╭─ Text section
FULL RECOMMENDATION
SECTION 28(1), ORGANISATION OF WORKING TIME ACT, 1997 PARTIES : FIRST GLASS LIMITED (REPRESENTED BY ESA CONSULTANTS) - AND - ANDRIUS BABIANSKAS (REPRESENTED BY RICHARD GROGAN & ASSOCIATES) DIVISION : Chairman: Mr Duffy Employer Member: Ms Cryan Worker Member: Mr Shanahan |
1. Appeal of Rights Commissioner's Decision R-144799-WT-14/JW.
BACKGROUND:
2. The Worker and the Employer referred the case to the Labour Court in accordance with Section 28(1) of the Organisation of Working Time Act, 1997. A Labour Court hearing took place on 26th May, 2015. The following is the Determination of the Court:
DETERMINATION:
This is an appeal by Andrius Barianskas (the Claimant) and a cross-appeal by First Glass Limited (the Respondent) against the decision of a Rights Commissioner in a claim by the Claimant under the Organisation of Working Time Act 1997 (the Act).
Background
The Claimant was employed by the Respondent as a lorry driver from 4thSeptember 2005. The Claimant continues to be employed by the Respondent although in a different capacity.
Two points arise in this appeal. Firstly, the Claimant contends that he was underpaid in respect of annual leave contrary to s.20 of the Act and that he was similarly underpaid for public holidays in contravention of s.21 of the Act.
╰─
Prompt 1:
Answer these questions about the Labour Court determination:
(a) On what date did the Labour Court hearing take place?
(b) In what role did the Respondent employ the Claimant?
(c) Which section of the Act does the Claimant say was contravened by the underpayment for public holidays?
Prompt 2: Write the next part of the Labour Court determination, picking up after its last sentence.
╭─ Entries shown
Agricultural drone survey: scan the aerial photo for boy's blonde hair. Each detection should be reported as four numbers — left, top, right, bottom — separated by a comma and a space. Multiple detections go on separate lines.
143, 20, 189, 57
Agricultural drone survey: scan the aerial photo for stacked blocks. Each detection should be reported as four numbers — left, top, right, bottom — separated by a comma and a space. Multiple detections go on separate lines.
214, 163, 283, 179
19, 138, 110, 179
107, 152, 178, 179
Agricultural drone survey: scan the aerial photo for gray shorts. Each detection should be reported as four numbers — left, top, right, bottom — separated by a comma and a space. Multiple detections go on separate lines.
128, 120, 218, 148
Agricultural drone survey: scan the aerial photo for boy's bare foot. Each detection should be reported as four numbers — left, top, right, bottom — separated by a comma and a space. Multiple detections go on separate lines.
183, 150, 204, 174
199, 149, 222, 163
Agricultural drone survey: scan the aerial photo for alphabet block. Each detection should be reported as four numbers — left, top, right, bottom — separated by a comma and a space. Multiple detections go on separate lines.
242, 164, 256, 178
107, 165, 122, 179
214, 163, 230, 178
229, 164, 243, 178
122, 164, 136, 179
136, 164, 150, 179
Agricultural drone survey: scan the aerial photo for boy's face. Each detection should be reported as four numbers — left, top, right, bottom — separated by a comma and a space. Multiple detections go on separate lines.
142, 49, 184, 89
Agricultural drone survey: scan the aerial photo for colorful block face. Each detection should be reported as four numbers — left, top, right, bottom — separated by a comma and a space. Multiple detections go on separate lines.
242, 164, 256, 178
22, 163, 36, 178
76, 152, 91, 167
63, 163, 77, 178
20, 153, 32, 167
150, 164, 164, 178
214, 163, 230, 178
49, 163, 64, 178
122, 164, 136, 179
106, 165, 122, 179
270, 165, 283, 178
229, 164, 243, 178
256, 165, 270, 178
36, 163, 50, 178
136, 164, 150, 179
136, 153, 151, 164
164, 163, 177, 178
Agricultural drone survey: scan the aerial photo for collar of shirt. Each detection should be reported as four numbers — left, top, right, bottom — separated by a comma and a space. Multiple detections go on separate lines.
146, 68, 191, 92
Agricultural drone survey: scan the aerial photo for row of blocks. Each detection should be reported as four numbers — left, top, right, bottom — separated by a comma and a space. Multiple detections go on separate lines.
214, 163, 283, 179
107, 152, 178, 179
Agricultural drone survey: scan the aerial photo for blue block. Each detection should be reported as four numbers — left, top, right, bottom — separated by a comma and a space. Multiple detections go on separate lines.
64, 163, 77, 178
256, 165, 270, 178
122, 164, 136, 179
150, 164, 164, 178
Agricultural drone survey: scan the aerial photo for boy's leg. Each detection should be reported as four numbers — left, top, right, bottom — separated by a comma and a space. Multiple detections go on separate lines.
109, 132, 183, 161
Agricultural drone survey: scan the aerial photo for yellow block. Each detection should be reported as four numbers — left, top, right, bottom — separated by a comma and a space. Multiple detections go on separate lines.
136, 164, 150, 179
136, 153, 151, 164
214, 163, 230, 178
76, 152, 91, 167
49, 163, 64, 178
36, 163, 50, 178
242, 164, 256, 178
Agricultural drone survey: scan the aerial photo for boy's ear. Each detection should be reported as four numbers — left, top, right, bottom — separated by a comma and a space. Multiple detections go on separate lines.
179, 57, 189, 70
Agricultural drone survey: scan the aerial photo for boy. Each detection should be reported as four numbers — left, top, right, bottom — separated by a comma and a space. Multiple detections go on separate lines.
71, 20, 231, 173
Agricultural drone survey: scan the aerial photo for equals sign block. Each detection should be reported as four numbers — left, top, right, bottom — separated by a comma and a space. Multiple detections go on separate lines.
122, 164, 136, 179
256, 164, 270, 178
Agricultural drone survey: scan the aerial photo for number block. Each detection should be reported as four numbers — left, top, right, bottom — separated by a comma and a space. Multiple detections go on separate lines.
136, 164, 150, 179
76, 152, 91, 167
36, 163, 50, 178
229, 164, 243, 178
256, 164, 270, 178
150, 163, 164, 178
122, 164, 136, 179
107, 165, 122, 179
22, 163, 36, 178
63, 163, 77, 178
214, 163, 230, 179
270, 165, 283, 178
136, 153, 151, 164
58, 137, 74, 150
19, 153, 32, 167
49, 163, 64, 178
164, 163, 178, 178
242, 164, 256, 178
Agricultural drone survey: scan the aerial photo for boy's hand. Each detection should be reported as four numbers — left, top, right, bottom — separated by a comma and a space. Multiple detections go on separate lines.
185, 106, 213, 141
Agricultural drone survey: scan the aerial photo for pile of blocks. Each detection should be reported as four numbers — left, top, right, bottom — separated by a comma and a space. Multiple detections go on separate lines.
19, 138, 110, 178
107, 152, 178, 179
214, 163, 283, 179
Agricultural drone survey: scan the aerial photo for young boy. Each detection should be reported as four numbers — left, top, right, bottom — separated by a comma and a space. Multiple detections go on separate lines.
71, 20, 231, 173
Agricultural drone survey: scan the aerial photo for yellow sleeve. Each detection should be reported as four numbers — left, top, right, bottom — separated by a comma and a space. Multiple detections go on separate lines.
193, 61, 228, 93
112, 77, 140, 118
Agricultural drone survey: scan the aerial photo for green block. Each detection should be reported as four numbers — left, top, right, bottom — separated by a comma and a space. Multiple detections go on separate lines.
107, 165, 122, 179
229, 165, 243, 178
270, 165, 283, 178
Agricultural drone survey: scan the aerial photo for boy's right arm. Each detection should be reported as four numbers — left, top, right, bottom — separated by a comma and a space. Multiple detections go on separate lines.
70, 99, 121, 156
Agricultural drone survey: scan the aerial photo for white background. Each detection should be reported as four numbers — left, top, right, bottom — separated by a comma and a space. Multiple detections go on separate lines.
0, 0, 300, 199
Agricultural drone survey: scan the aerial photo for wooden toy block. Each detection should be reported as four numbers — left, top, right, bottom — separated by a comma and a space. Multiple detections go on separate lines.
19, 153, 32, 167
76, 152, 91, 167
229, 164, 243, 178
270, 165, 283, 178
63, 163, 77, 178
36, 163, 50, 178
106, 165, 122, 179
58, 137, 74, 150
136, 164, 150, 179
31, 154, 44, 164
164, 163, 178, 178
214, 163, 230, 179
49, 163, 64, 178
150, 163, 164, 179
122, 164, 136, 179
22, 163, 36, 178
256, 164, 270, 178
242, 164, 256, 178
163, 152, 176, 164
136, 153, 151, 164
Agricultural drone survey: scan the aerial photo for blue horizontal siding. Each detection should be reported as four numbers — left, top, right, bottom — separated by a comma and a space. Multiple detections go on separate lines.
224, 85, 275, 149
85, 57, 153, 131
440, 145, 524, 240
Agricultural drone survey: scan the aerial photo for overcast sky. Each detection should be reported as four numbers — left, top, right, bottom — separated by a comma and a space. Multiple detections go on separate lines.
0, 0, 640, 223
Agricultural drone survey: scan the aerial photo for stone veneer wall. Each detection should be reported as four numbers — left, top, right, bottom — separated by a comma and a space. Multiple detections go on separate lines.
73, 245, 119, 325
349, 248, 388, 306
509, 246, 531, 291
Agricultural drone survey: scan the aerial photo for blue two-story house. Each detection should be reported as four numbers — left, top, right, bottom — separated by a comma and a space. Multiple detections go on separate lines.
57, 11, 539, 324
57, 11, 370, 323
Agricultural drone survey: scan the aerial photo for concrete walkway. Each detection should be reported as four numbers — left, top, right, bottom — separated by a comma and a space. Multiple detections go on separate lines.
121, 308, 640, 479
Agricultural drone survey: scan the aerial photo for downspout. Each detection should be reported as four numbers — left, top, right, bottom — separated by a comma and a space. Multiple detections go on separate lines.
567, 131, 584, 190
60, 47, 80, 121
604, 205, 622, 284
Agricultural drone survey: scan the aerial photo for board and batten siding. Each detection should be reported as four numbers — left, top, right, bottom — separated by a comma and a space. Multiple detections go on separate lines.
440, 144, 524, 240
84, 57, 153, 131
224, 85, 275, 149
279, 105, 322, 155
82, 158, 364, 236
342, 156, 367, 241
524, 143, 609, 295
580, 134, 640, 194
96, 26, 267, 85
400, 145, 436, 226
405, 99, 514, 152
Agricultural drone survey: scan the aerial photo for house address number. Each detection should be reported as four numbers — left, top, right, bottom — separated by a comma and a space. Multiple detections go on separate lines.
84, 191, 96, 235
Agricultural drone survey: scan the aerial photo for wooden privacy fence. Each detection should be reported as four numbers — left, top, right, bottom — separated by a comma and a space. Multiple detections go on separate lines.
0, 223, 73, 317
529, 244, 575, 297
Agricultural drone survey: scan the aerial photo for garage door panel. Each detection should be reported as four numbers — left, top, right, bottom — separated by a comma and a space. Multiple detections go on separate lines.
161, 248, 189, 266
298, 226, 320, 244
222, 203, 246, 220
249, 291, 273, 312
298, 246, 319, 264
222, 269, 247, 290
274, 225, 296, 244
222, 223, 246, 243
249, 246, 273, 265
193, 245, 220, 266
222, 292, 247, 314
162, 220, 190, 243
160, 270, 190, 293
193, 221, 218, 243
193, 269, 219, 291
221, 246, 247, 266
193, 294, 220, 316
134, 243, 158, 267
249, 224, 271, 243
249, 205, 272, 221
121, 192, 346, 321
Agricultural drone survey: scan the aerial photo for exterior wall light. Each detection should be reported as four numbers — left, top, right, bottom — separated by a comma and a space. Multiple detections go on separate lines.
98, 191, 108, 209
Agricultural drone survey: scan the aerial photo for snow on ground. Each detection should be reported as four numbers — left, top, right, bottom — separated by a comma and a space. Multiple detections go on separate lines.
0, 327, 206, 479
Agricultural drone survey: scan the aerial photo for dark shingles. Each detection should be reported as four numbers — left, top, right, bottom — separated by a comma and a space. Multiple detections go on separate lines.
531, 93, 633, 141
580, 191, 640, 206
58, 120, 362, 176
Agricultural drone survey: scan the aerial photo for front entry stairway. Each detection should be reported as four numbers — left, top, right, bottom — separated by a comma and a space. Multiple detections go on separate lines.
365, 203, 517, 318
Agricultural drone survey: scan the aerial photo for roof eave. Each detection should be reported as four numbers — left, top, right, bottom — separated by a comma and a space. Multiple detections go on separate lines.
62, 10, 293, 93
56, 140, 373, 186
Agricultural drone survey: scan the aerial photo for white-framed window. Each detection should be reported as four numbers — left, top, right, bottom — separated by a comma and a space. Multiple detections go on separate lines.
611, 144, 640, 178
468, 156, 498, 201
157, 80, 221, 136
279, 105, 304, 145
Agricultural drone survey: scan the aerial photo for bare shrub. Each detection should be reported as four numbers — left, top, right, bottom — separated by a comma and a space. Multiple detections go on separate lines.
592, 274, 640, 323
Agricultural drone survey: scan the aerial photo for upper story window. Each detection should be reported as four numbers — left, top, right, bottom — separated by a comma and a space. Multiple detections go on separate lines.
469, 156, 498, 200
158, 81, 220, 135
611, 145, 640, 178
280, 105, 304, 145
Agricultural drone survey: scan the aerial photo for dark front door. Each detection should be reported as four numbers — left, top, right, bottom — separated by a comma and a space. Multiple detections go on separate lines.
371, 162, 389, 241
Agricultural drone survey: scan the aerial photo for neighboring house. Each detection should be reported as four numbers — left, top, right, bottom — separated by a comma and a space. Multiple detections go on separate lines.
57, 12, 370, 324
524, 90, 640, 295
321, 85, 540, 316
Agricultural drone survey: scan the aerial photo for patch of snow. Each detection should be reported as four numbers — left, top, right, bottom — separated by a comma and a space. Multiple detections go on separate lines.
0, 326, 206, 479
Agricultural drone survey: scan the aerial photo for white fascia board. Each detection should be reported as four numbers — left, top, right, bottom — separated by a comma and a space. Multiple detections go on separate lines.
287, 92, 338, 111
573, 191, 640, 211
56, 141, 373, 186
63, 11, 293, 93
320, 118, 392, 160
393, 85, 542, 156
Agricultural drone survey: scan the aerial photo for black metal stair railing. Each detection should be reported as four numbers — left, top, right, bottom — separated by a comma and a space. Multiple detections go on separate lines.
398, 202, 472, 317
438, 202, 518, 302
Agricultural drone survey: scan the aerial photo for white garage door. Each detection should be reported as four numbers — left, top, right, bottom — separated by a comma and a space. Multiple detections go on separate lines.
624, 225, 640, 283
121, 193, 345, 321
╰─
Output 1:
(a) 26th May, 2015
(b) Lorry driver
(c) Section 21 (s.21)

Output 2:
The Claimant further contends that the Respondent contravened s.17 of the Act by failing to provide him with at least 24 hours’ notice of his starting and finishing times.
The Rights Commissioner found that the claims in relation to s.20 and s.21 of the Act were not well founded. He found that the claim in relation to s.17 was well founded and awarded the Claimant compensation in the amount of €1,000.
Position of the parties
The Claimant was employed by the Respondent pursuant to a contract in writing dated 4thSeptember 2005. The contract provides that the rate of pay applicable to the Claimant was to be €34,384 per annum. That converts to a weekly wage of €668.75. In addition the Claimant was to be paid a meal allowance of €22.85 per day.
It is agreed that the Claimant was in fact paid at the rate of €554.48 per week at all times material to this claim. He also received a meal allowance, which was not subject to statutory deductions, of €114.27. The Claimant was paid on that basis in respect of annual leave and public holidays. This, the Claimant contends, contravened ss 20 and 21 of the Act when read in combination with The Organisation of Working Time (Determination of Pay for Holidays) Regulations 1997, S.I. 475 of 1997 (hereafter S.I 475/97). It was submitted on the Claimant’s behalf that the aforementioned Regulations, properly construed, entitled him, in respect of annual leave and public holidays, to the rate of pay specified in his contract of employment. In advancing that submission the Claimant relied upon the decision of this Court in Determination DWT1247,Comerford Developments (Ireland) Limited and Preiksaitis. Reliance was also placed on the decision of this Court in Determination DWT0516,Hidden Hearing limited and Smart[2005] 16 ELR 367 and of the decision of the CJEU in Case C-539/12,Lock v British Gas Trading Limited[2015] 3 IRL 438.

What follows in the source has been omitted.